The Lies And Lies And Lies Of Paul Ryan

Dylan Matthews fact-checks Ryan's speech. I noted most of these lies last night. But there weren't just lies; there was a total abdication of personal responsibility in an attack on president Obama's alleged lack of responsibility. Ryan on Bowles-Simpson, which he killed:

"[Obama] created a bipartisan debt commission. They came back with an urgent report," Ryan stated. "He thanked them, sent them on their way, and then did exactly nothing." But the bipartisan debt commission itself didn’t come back with a report. There were not enough votes to agree upon recommendations, in part due to opposition from committee member, er, Paul Ryan. The statement misleads viewers by implying that Ryan supports the proposal, when he aggressively opposed it, and by using the third person to avoid noting that Ryan was on the commission and voted no.

Lies and lies to portray not just a different version of the truth but its inverse. Avik Roy attempts to defend Ryan's hypocrisy:

It’s true that Paul Ryan voted against the Simpson-Bowles recommendations. He did so because Simpson-Bowles raised taxes while doing little to nothing about health-care spending, the biggest driver of growing deficits. However, by rejecting Simpson-Bowles, Ryan felt morally obligated to put forth his own plan, and did so—several times, in the form of his Path to Prosperityand his 2011 and 2012 House budget resolutions.

Chait counters, noting that "defenders sometimes assert that [Ryan] only voted against the plan because it failed to include privatized Medicare, but in fact Ryan opposed a compromise that would do that, as well." Then the irony that struck me the most:

Incredibly, the larger theme of Ryan’s speech was to assail Obama for failing to take full responsibilities for this state of affairs — Obama is "shifting blame," "blaming others." It is the single largest motif of Ryan’s speech. Let’s review: Ryan helps to create a massive structural deficit, repeatedly and almost single-handedly prevents a solution, then runs for vice-president, blaming Obama for the structural deficit and further blaming him for his unwillingness to agree that this is all his own fault. The really amazing thing is that it could possibly work.

About this exercise => Can you set down the Paul Ryan article word for word, between "Lies and lies to" and "his 2011 and 2012 House budget resolutions.", inclusive?

Record excerpts =>
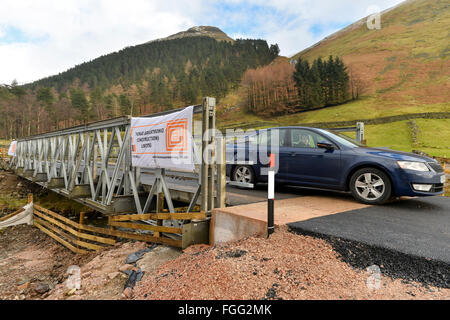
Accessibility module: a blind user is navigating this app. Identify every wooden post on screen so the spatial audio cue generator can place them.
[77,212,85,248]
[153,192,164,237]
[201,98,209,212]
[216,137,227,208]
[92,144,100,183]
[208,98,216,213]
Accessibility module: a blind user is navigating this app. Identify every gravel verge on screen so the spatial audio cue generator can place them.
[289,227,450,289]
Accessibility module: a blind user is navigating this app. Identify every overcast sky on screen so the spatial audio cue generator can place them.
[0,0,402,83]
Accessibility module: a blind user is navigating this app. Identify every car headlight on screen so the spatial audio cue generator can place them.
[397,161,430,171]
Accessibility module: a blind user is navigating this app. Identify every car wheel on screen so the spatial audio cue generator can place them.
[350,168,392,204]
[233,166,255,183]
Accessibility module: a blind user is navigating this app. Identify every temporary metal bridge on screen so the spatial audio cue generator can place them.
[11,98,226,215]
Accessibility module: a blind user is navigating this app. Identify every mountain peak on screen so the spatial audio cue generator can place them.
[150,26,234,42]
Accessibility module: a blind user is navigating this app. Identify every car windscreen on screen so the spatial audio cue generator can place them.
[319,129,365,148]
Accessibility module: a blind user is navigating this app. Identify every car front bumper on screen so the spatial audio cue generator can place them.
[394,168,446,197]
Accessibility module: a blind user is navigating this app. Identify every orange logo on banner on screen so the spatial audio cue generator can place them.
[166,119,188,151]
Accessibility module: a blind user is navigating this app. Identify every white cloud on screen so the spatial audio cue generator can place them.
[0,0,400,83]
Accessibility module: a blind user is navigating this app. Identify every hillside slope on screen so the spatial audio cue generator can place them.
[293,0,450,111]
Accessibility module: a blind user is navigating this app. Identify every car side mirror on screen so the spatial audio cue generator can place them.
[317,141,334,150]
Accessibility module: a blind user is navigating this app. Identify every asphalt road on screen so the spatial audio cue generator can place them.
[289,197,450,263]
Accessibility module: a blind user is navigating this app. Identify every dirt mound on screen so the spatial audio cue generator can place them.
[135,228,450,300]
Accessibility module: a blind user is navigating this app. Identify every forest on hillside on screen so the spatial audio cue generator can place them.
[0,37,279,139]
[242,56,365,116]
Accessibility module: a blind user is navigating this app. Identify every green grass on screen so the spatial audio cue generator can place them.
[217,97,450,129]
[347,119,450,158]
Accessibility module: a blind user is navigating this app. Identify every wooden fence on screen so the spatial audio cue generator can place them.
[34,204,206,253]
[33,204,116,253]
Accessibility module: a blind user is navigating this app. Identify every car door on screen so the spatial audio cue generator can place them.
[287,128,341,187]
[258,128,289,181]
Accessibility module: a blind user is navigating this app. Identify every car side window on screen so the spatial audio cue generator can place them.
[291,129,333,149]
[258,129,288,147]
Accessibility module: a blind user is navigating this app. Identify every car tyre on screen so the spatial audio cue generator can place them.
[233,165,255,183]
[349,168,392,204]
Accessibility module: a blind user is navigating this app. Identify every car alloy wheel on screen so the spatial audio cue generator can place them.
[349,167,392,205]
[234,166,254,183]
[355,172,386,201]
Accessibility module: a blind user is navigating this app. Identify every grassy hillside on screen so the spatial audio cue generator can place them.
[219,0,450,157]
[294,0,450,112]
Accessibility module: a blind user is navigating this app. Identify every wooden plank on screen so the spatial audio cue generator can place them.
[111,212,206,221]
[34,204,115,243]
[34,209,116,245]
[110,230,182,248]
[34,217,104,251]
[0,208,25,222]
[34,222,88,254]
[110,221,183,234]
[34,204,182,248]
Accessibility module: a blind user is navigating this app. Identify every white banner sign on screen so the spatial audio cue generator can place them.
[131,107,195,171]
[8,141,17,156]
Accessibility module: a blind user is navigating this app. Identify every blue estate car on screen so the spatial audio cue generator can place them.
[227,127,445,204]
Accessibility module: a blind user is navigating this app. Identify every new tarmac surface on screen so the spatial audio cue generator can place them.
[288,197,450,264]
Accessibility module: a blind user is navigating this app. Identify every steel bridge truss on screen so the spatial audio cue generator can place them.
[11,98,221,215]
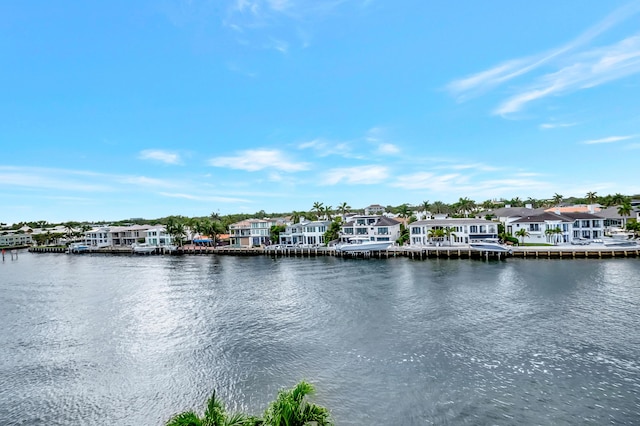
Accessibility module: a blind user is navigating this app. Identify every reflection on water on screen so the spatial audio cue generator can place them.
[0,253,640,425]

Exercise response =>
Lies and lies to portray not just a different version of the truth but its inverse. Avik Roy attempts to defend Ryan's hypocrisy:

It’s true that Paul Ryan voted against the Simpson-Bowles recommendations. He did so because Simpson-Bowles raised taxes while doing little to nothing about health-care spending, the biggest driver of growing deficits. However, by rejecting Simpson-Bowles, Ryan felt morally obligated to put forth his own plan, and did so—several times, in the form of his Path to Prosperityand his 2011 and 2012 House budget resolutions.